(Stored data)

▬▬▬

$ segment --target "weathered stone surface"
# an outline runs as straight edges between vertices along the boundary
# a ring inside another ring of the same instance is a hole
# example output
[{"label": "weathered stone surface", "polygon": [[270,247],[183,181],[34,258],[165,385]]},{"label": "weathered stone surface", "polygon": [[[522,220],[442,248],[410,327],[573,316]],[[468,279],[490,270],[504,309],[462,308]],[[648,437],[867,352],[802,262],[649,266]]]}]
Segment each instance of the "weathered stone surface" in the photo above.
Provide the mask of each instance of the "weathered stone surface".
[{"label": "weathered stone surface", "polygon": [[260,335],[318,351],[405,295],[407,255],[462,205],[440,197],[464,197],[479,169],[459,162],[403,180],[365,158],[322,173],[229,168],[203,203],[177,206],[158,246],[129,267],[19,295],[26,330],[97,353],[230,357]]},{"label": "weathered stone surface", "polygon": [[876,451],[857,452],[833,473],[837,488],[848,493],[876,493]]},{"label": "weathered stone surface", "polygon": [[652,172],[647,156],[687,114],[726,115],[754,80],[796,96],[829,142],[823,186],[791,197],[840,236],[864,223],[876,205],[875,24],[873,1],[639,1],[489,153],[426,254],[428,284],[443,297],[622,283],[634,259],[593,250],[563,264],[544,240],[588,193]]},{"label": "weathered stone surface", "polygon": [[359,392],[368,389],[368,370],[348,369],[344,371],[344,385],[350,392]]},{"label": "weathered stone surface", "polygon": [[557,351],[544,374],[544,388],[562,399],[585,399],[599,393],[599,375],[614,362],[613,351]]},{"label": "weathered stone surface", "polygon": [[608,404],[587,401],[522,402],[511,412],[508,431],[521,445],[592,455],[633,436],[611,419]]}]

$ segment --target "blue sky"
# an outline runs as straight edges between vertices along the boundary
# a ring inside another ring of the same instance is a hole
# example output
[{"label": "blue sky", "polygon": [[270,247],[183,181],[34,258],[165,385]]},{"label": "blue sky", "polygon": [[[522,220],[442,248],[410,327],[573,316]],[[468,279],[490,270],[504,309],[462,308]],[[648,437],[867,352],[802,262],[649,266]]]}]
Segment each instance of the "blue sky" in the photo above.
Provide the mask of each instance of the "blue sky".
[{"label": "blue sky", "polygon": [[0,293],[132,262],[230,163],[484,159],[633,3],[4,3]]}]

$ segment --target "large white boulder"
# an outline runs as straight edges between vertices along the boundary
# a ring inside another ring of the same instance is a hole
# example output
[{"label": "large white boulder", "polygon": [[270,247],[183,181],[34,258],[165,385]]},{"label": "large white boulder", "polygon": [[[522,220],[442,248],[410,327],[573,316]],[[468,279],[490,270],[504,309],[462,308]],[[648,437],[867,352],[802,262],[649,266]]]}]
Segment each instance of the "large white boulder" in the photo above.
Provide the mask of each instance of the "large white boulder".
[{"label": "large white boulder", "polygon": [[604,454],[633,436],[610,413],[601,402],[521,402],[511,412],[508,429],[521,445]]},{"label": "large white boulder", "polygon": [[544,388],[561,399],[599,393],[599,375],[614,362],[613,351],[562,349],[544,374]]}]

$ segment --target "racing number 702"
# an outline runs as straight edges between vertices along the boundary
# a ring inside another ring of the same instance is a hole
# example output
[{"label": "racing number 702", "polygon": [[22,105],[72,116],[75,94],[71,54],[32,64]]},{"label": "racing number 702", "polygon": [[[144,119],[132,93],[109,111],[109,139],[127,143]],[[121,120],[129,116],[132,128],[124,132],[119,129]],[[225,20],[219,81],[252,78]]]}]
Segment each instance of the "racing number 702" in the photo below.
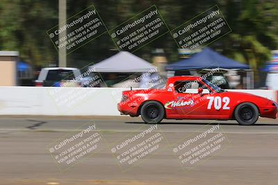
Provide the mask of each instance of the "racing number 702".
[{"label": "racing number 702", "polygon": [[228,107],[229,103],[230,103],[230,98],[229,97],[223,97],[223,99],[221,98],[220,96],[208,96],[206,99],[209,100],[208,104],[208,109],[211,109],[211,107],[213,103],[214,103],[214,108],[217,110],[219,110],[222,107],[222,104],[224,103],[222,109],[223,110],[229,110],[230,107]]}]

▬▬▬

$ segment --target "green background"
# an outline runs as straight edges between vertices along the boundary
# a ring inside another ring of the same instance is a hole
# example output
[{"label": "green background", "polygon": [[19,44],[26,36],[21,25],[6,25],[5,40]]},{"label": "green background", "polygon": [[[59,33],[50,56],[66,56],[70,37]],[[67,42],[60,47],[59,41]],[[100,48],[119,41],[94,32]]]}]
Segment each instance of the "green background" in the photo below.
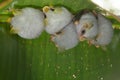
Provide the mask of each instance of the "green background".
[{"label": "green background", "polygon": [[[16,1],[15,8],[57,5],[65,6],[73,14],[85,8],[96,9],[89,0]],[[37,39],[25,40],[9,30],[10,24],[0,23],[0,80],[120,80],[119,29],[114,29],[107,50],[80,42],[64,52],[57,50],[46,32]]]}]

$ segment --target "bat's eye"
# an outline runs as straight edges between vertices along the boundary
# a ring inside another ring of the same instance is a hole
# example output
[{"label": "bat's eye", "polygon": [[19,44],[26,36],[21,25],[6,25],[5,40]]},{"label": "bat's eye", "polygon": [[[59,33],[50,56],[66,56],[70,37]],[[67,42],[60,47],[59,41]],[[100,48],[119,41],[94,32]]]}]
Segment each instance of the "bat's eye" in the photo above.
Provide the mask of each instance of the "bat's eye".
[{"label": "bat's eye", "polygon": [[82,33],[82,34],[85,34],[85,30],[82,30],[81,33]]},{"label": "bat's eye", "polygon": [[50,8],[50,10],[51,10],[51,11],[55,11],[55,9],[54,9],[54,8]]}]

▬▬▬

Select each line of the material above that contains the string "below", with matching sensitive to case.

Segment each instance of the "racing number 702" in the photo below.
Segment each instance of the "green background" in the photo below.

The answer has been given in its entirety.